**PROBLEM 1**
Output everything in the listing from its start down to the line containing "213], [100, 212]]]", both ends included, copied exactly and without the pictures.
— begin PAGE EXTRACT —
4 Optimized Precision Estimation by Recycling Samples

Given a collection of binary classifiers, estimating the precision for each one requires generating samples and assigning a label to each instance. The label assignment (annotation), is typically a manual, laborious process whose cost is proportional to the size of a sample. The baseline approach to estimate the precisions of a collection of k binary classifiers requires labeling individual sample sets for each of the classifiers. Anchoring on one of the classifiers (called parent in the follow up discussion), we consider the remaining classifiers as its children. Any classifier whose predicted positive set is presumed to have significant overlap with those of the remaining classifiers is a good choice for the parent. For example, an ML system may be composed of multiple binary classifiers with an ensemble of them as the authoritative classifier. In this setting, the ensemble could be considered a parent classifier because we expect the predicted positive set of the ensemble to overlap with that of each individual classifier. In this section, we explain how samples from a parent classifier can be recycled to generate subsamples of each child classifier, and thereby reduce the combined sample size.
— end PAGE EXTRACT —
— begin PROVIDED RECORDS —
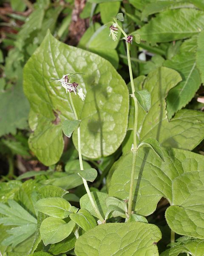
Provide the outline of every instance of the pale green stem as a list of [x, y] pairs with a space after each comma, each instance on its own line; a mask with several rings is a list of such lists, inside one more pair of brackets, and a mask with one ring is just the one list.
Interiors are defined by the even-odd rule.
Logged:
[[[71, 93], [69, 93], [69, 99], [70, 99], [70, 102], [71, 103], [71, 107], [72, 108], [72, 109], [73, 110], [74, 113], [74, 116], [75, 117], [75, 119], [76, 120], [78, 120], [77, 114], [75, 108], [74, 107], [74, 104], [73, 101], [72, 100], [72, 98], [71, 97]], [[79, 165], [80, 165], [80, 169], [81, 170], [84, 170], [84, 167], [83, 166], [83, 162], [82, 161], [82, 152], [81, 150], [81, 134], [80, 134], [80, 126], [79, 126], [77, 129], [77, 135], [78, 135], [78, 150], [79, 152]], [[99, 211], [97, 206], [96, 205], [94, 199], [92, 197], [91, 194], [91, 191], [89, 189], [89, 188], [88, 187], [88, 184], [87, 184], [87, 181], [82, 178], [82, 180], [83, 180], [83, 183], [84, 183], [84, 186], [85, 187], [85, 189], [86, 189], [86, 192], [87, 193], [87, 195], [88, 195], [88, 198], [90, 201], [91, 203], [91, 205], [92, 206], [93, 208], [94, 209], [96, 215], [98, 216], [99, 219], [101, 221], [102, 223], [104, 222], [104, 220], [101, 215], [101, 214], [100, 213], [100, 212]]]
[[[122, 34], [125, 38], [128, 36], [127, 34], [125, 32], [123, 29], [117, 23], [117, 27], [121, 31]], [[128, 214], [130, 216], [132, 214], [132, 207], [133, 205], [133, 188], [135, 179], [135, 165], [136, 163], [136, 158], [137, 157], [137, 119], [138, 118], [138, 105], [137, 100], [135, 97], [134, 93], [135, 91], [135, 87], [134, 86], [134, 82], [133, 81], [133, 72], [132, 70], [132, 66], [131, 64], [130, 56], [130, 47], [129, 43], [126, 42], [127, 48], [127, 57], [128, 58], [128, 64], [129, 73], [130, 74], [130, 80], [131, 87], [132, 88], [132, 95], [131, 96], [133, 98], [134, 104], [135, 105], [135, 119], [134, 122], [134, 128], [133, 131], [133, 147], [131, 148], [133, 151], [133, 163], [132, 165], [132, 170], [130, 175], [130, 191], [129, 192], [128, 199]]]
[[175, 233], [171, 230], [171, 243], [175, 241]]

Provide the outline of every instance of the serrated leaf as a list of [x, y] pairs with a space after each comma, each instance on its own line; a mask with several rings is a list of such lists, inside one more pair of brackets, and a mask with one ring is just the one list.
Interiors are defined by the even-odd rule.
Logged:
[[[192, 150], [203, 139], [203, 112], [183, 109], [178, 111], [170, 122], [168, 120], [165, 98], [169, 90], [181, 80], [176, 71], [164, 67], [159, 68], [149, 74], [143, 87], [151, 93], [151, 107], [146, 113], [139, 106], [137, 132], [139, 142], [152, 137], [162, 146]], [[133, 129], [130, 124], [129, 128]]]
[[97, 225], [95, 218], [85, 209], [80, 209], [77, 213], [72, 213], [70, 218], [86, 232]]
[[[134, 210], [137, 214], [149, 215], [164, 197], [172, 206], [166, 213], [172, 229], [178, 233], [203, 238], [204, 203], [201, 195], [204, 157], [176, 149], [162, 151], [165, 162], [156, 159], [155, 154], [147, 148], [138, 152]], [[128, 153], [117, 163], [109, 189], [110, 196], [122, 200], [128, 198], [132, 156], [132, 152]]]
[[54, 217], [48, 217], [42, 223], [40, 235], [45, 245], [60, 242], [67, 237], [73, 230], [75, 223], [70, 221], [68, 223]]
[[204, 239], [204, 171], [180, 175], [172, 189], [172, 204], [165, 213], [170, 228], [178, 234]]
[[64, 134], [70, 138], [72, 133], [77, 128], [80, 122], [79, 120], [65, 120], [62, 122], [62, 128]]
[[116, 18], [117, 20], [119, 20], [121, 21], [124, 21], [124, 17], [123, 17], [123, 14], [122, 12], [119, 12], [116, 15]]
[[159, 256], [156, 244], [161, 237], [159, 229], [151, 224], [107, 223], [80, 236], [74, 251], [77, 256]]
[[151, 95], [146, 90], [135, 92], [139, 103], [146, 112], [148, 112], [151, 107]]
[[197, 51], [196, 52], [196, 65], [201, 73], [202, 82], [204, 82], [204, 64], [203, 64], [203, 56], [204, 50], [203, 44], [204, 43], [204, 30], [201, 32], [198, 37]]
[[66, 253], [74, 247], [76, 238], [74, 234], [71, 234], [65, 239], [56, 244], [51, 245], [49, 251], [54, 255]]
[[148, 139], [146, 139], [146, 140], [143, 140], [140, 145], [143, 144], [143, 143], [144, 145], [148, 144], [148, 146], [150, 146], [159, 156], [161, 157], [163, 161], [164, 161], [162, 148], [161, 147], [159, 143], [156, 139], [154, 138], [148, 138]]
— end PROVIDED RECORDS —
**PROBLEM 2**
Answer these questions about the page extract on precision estimation:
(a) What other name does the text give to label assignment?
(b) What is the cost of label assignment proportional to?
(c) In the ensemble example, what could be considered the parent classifier?

**REPLY 1**
Provide the outline of every instance of the pale green stem as a list of [x, y] pairs with a space after each comma, each instance on its own line; a mask with several rings is a list of such lists, inside one more pair of brackets, and a mask with one ring is just the one list.
Interiors are defined by the even-odd rule.
Logged:
[[[71, 93], [69, 93], [69, 99], [70, 99], [70, 102], [71, 103], [71, 107], [72, 108], [72, 109], [73, 110], [74, 113], [74, 116], [75, 117], [75, 119], [76, 120], [78, 120], [77, 114], [75, 108], [74, 107], [74, 104], [73, 101], [72, 100], [72, 98], [71, 97]], [[79, 165], [80, 165], [80, 169], [81, 170], [84, 170], [84, 167], [83, 166], [83, 162], [82, 161], [82, 152], [81, 150], [81, 134], [80, 134], [80, 126], [79, 126], [77, 129], [77, 135], [78, 135], [78, 150], [79, 152]], [[99, 211], [97, 206], [96, 205], [94, 199], [92, 197], [91, 194], [91, 191], [89, 189], [89, 188], [88, 187], [88, 184], [87, 184], [87, 181], [82, 178], [82, 180], [83, 180], [83, 183], [84, 183], [84, 186], [85, 187], [85, 189], [86, 189], [86, 192], [87, 193], [87, 195], [88, 195], [88, 198], [90, 201], [91, 203], [91, 205], [92, 206], [93, 208], [94, 209], [96, 215], [98, 216], [99, 219], [101, 221], [102, 223], [104, 222], [104, 220], [101, 215], [101, 214], [100, 213], [100, 212]]]

**REPLY 2**
(a) Annotation.
(b) The size of a sample.
(c) The ensemble.